Given instruction » Reproduce word for word everything below from the line containing "the white tank" down to the final line, including both of those lines.

Records provided »
%%
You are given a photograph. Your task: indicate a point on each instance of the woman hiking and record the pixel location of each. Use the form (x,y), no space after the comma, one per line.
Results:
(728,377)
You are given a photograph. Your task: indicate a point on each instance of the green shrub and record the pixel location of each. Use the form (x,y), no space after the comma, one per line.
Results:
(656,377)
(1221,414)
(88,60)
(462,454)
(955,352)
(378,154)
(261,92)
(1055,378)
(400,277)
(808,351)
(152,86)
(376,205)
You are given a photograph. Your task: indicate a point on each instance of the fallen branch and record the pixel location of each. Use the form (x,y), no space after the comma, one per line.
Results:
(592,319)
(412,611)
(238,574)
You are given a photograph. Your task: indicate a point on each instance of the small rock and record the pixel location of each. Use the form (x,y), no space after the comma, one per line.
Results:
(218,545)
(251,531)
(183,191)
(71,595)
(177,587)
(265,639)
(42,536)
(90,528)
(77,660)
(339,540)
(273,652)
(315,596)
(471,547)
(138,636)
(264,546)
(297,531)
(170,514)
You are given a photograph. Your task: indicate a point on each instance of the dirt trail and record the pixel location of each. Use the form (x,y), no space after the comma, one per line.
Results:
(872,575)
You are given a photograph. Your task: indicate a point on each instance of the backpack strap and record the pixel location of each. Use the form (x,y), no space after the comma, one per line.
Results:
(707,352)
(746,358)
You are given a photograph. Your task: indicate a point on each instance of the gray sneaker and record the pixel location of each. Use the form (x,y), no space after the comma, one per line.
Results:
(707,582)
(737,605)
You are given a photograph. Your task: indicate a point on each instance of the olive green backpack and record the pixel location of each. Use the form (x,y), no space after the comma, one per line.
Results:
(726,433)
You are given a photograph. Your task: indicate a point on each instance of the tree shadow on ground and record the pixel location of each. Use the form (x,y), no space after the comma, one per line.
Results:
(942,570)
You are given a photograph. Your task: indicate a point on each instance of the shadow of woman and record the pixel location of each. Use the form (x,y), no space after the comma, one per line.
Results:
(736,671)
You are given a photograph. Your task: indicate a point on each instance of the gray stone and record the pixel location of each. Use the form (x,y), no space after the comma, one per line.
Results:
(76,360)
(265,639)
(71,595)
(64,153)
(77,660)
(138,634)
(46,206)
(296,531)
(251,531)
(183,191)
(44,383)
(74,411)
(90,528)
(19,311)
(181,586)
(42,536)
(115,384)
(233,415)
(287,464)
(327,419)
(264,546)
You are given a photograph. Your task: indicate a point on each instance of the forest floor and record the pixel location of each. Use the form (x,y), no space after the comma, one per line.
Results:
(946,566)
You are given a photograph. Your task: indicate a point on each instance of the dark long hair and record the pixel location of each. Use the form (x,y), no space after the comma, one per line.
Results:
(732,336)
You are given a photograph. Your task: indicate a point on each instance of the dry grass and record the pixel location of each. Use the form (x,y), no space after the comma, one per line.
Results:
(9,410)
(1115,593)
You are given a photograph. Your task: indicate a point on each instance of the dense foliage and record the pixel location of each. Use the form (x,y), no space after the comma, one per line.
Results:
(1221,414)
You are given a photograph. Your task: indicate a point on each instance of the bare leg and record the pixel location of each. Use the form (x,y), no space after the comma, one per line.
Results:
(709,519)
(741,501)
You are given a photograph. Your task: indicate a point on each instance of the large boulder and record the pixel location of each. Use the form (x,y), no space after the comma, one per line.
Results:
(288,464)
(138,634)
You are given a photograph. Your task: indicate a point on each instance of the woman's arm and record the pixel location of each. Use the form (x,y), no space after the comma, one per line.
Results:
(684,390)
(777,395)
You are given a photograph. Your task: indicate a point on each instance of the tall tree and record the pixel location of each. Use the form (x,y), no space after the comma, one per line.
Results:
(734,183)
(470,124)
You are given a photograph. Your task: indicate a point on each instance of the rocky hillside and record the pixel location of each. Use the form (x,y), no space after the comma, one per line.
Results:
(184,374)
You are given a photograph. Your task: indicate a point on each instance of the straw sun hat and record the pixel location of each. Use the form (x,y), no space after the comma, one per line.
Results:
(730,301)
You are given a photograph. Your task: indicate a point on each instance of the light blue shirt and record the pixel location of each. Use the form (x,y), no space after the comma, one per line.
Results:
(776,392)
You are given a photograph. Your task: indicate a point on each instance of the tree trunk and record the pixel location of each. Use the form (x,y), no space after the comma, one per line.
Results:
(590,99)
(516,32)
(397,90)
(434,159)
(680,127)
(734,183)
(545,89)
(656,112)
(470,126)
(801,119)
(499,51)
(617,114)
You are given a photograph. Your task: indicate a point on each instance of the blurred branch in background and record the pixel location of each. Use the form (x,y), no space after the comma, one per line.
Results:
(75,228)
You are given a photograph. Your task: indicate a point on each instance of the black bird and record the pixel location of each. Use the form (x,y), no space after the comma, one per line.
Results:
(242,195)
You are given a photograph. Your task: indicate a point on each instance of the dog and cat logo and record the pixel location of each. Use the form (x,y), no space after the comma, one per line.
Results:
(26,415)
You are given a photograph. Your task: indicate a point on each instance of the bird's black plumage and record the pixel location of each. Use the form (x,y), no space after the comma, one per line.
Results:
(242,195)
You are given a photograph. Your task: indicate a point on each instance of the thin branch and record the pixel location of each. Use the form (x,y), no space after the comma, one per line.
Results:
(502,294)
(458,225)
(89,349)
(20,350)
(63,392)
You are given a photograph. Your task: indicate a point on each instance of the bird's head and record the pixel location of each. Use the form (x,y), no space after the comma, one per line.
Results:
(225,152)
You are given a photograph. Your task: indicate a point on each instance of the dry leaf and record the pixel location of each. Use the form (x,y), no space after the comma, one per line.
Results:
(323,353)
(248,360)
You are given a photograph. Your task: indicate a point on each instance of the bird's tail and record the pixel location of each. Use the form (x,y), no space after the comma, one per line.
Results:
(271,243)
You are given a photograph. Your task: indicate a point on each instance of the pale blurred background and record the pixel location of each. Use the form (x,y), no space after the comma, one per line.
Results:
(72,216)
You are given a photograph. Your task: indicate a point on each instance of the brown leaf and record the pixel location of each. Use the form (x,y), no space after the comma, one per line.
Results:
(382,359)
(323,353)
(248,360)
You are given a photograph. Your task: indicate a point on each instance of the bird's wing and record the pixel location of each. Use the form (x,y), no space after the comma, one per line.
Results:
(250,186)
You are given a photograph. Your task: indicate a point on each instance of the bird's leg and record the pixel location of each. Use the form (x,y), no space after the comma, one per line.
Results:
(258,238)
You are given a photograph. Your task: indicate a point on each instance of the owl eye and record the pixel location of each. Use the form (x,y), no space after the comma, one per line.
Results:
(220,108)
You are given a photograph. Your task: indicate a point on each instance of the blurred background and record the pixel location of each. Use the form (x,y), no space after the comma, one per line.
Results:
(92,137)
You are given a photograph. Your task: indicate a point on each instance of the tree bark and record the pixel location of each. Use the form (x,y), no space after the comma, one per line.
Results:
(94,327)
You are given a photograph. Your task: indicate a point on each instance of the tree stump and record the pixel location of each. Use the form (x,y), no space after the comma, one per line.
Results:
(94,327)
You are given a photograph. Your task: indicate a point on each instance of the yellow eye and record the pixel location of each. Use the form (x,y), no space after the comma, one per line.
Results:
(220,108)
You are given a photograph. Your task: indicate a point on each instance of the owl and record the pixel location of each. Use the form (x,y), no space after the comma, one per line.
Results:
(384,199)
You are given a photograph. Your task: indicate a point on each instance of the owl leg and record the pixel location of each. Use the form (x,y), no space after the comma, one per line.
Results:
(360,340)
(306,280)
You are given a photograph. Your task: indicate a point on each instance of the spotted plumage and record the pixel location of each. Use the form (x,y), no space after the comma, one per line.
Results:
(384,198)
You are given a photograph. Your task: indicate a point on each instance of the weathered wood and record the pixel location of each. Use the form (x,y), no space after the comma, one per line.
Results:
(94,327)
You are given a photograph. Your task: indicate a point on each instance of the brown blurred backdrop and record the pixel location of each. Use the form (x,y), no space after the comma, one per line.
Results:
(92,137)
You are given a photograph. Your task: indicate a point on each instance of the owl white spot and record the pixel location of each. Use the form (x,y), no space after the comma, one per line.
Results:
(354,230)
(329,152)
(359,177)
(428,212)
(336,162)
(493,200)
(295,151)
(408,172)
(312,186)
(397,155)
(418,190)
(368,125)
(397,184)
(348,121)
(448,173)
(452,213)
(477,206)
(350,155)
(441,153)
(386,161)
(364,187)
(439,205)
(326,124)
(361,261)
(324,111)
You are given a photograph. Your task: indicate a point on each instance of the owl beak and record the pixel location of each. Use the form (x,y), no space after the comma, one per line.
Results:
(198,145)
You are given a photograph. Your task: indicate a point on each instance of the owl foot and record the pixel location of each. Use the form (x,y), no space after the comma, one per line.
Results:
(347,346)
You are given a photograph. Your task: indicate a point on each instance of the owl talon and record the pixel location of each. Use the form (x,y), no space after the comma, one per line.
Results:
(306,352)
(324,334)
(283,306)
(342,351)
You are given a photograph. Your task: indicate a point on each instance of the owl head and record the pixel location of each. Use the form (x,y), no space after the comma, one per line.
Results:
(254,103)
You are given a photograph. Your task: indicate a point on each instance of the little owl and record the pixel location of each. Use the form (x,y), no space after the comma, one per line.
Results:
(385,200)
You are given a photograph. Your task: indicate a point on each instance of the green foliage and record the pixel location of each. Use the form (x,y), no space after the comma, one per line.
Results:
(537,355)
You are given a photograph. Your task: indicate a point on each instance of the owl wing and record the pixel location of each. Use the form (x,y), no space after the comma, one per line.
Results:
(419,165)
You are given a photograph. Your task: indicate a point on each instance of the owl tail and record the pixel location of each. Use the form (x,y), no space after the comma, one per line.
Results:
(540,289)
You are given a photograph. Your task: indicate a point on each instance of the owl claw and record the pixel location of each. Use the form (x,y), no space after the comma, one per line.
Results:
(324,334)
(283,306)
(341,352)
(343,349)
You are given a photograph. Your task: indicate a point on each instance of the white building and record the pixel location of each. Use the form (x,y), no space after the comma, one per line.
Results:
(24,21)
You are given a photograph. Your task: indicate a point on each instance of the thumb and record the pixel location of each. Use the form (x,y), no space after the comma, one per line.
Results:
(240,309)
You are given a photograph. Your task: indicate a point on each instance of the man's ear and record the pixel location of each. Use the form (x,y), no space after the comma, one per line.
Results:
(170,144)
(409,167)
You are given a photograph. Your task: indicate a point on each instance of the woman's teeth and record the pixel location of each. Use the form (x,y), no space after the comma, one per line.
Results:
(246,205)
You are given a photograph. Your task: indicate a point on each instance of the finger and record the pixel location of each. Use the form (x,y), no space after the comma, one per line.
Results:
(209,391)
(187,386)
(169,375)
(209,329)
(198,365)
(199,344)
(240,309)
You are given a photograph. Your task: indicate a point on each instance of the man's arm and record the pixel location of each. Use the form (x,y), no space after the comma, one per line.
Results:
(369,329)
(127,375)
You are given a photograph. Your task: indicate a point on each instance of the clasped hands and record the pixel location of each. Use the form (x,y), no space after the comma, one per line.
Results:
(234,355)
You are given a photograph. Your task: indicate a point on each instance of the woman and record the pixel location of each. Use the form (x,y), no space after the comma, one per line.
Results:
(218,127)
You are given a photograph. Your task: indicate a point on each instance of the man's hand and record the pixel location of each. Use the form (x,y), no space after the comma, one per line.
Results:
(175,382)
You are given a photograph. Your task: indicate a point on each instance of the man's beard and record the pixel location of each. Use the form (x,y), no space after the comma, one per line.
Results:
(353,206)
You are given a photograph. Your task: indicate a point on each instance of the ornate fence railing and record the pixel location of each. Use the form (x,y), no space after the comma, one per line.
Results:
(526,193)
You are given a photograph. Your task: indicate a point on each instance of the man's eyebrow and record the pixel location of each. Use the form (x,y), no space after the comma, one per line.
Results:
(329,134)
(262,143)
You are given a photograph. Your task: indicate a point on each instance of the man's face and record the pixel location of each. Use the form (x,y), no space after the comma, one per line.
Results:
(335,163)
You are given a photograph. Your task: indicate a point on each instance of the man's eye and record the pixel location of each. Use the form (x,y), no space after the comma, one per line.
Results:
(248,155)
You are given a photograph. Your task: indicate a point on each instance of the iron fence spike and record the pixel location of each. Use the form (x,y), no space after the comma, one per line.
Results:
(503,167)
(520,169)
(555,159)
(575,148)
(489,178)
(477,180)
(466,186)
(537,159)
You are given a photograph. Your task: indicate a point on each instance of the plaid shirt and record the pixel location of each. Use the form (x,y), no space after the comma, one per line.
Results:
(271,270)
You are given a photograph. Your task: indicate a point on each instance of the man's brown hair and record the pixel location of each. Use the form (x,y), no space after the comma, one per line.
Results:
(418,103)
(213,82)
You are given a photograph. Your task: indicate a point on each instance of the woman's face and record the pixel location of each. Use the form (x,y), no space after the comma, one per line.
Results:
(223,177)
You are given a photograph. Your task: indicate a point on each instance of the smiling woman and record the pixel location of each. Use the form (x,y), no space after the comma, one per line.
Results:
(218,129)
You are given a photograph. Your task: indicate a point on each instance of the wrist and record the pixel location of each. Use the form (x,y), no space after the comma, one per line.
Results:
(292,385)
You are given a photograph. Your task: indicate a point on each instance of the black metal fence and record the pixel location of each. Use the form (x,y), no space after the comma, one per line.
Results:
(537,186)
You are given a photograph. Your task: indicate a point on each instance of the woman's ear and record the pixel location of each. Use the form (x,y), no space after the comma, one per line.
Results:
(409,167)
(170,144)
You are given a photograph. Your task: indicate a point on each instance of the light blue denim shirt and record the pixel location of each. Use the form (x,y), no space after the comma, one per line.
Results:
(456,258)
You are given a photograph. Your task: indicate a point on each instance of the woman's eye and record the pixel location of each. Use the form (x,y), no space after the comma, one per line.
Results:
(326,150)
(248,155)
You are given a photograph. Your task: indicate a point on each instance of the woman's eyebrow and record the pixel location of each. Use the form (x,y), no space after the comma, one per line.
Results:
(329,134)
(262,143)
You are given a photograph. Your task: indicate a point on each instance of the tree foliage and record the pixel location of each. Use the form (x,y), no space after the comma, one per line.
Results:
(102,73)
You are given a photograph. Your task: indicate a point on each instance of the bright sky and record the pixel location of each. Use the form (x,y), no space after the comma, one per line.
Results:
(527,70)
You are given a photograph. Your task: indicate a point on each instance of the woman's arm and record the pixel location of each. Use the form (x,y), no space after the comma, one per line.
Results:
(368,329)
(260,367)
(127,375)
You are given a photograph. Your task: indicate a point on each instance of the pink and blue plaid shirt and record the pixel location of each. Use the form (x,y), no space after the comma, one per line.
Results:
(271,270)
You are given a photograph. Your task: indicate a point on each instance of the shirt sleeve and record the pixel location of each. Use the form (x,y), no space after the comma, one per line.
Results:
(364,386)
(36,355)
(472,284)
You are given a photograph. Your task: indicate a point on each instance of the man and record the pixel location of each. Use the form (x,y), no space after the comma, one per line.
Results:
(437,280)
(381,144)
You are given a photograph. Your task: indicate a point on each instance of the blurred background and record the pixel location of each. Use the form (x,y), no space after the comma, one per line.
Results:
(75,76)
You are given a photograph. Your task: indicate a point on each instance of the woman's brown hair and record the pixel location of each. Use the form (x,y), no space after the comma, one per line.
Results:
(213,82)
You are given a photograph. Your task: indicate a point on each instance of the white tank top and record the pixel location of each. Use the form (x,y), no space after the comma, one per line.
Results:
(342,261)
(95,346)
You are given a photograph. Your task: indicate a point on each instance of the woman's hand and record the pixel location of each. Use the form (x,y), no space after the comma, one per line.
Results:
%%
Problem solution »
You are given a photograph. Your task: indicate a point on each instance of the white tank top and record the pixel location of each. Use the form (x,y), no space after the comma, one per line.
Results:
(342,261)
(95,346)
You are given a photograph. Your task: indicate a point on each instance of the woman's hand and record the pixel location of each. Use the form (x,y), no space after the comma, one per line.
Results:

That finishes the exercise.